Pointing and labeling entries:
________________________________________

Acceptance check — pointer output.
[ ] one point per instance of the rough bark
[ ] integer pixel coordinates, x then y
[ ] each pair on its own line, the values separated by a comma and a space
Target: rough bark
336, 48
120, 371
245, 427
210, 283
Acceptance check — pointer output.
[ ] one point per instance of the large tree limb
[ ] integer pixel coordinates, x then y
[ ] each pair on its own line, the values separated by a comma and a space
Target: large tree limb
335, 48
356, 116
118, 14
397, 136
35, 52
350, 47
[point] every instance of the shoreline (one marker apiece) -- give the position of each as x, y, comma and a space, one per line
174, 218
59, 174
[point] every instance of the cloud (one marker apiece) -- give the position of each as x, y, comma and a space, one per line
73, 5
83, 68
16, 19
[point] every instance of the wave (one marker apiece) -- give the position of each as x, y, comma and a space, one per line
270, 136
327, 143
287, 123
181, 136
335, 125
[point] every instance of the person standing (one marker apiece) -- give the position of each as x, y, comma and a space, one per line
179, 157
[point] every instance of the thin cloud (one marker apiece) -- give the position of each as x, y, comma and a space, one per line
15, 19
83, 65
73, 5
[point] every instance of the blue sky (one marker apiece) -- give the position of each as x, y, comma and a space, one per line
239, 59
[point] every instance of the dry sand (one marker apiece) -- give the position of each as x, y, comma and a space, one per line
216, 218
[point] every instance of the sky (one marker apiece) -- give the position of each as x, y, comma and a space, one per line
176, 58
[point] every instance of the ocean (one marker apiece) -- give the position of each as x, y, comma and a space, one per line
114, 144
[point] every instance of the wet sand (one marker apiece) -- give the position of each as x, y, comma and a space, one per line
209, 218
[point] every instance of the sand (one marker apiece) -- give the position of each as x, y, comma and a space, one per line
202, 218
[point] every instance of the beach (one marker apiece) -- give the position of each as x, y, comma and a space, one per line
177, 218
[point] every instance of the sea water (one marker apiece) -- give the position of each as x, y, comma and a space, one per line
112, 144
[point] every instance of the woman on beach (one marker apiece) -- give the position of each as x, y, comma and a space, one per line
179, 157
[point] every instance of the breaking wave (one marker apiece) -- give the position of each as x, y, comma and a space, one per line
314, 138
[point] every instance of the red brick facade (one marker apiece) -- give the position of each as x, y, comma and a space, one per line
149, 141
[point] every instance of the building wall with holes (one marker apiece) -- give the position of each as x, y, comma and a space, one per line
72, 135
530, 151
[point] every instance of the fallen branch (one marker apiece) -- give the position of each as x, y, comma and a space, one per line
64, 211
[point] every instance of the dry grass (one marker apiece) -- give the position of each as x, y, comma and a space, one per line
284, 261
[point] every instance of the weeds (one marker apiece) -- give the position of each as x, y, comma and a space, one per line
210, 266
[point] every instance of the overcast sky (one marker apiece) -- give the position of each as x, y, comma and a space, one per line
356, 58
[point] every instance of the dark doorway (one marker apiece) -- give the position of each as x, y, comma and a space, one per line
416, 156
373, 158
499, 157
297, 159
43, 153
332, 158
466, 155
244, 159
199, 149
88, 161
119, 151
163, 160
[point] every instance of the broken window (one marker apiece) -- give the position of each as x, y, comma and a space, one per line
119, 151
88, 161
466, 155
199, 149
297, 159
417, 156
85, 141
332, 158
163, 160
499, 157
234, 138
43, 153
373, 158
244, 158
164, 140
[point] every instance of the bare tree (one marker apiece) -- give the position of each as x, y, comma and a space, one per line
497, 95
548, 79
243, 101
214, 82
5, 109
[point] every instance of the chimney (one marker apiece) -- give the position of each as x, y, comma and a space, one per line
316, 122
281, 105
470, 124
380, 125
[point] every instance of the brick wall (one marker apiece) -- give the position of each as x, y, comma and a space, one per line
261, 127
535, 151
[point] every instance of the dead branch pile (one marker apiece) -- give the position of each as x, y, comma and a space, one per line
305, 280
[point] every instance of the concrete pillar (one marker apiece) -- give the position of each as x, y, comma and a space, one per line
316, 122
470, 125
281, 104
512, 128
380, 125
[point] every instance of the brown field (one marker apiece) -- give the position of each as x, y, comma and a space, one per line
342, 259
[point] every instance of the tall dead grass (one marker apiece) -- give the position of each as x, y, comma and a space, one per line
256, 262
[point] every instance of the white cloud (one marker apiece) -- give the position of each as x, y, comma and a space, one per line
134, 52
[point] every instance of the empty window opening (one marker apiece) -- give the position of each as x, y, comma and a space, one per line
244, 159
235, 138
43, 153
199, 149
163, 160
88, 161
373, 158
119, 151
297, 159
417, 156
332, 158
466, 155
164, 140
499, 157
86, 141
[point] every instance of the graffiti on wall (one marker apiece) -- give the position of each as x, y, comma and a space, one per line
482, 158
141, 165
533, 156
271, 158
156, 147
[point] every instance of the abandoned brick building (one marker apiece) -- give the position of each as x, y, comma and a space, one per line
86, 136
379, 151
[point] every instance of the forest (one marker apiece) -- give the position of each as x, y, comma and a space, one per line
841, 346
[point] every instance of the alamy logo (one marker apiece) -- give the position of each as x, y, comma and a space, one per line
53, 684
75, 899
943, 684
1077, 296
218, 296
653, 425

________________________________________

Give all the records again. Match them exactly.

Acceptance check — pointer output.
[ ] one point per instance of the rough bark
[ ] integer pixel coordinates, x then y
[ ] each pair on its own line, the values separated by a comma and a space
Target: rough bark
336, 48
120, 371
245, 427
210, 283
Acceptance check — pointer output.
[ ] one point per instance of the large tree limb
[ ] integer pixel coordinates, x then y
[ ] each pair on its own line, the values separated by a comma and a space
Target: large tree limb
335, 48
356, 116
118, 14
397, 136
35, 52
350, 47
[point] every instance of the shoreline (one marker apiece) -- give the position of each as x, y, comma and a space, one per line
174, 218
59, 174
[point] every instance of the cloud (one marker apiece) -- give the position of each as x, y, comma and a space, one per line
73, 5
83, 68
16, 19
[point] every instance of the wave (one marker apiece) -- give the position of each as x, y, comma and a space, one per line
270, 136
327, 143
287, 123
181, 136
335, 125
[point] every instance of the person standing (one marker apiece) -- give the position of each as x, y, comma and a space, one per line
179, 157
[point] every instance of the thin cloud (one marker apiece) -- give the position of each as x, y, comma and a space, one per line
15, 19
83, 65
73, 5
[point] every instance of the blue sky (one marker apiece) -- give the position of each as x, y, comma and a space, one per line
239, 59
[point] every instance of the dry sand (one marker apiece) -- give the position of each as x, y, comma and a space, one per line
216, 218
[point] every instance of the sky (one marker apiece) -- give the position of each as x, y, comma and a space, one per line
176, 58
[point] every instance of the ocean (one marker apiece) -- give the position of each as x, y, comma and a space, one per line
114, 144
[point] every instance of the wet sand (one marker apiece) -- give the position of each as x, y, comma and a space, one per line
209, 218
[point] every instance of the sand (one marker apiece) -- give the position of each as x, y, comma and a space, one per line
202, 218
[point] every instance of the beach (one marker apiece) -- give the position of each as x, y, comma and a space, one per line
177, 218
[point] every instance of the sea water (one marker apiece) -- give the position of each as x, y, comma and a space, one per line
112, 144
[point] every instance of the woman on beach (one marker apiece) -- give the position of each as x, y, comma and a space, one per line
179, 157
[point] every instance of the breaking wave (one marker apiece) -- give the position of each as x, y, comma and a space, one per line
314, 138
[point] every instance of the red brick facade (one marker apiece) -- give the position of each as x, y, comma and a space, one per line
149, 141
[point] every instance of the building wall with holes (one marker apiece) -- give the position of each as x, y, comma and a space, one per line
72, 135
530, 151
[point] every instance of the fallen branch (one marker apiece) -- give the position of each as x, y, comma and a space, one per line
64, 211
[point] every instance of the dry grass (one marker apiece) -- give the position of each as x, y, comma and a space, one per line
284, 261
[point] every instance of the weeds (one marker apiece) -- give the position of each as x, y, comma and a space, one per line
210, 266
[point] every instance of the overcast sky (one marker apiece) -- give the position of each as x, y, comma and a space, one per line
356, 58
[point] every instance of the dark doorway (one marker apiece) -- give the position of each as x, y, comma and a space, one per line
416, 156
373, 158
499, 157
297, 159
43, 153
332, 158
466, 155
244, 159
199, 149
88, 161
119, 151
163, 160
[point] every instance of the broken window (one marker apiece) -- give the position of each as x, y, comma and a space, one per line
119, 151
88, 161
466, 155
199, 149
297, 159
417, 156
85, 141
332, 158
163, 160
499, 157
234, 138
43, 153
373, 158
244, 158
164, 140
[point] every instance of the bare tree (one marker apiece) -- give the position of each as x, y, comma and a space, one per line
497, 95
548, 79
243, 101
214, 82
5, 109
[point] every instance of the chimney (one marker apiece) -- give the position of each as x, y, comma and a space, one per line
316, 122
281, 105
470, 124
380, 125
[point] every instance of the brick wall (one marker apiece) -- give the position of each as x, y, comma and a space, one per line
261, 127
535, 151
[point] every instance of the dead branch pile (one marker apiece) -- give the position of each as x, y, comma and a space, one per line
305, 280
[point] every instance of the concrete pillar (one marker apiece) -- give the position of each as x, y, comma and a space, one per line
316, 122
470, 125
281, 104
512, 128
380, 125
[point] every instance of the brown field (one marker apiece) -- give the position of each as x, y, comma and a space, one per line
342, 259
[point] every instance of the tall dead grass (one marker apiece) -- give the position of each as x, y, comma and a space, one per line
256, 262
[point] every instance of the white cloud (one marker apiece) -- give the position of each as x, y, comma and a space, one per line
134, 52
[point] every instance of the empty window opening (one marker apiece) -- give the position of each as x, y, comma and a space, one per line
244, 159
235, 138
43, 153
199, 149
163, 160
88, 161
373, 158
119, 151
297, 159
417, 156
332, 158
466, 155
164, 140
499, 157
86, 141
[point] every instance of the graffiti on wall (one marker apiece) -- give the position of each as x, y, comma and a space, one per line
482, 158
141, 165
533, 156
271, 158
156, 147
[point] every instance of the abandoned brick building (one marker apiece) -- give the position of each as x, y, comma and a space, one per line
86, 136
379, 151
[point] every instance of the forest (one marker apiece) -- give the position of each as x, y, comma and a space, one per line
841, 346
[point] every instance of the alamy logo (one marker apiece) -- give the position of each as x, y, comma and a space, one per line
53, 684
75, 899
943, 684
1077, 296
218, 296
653, 425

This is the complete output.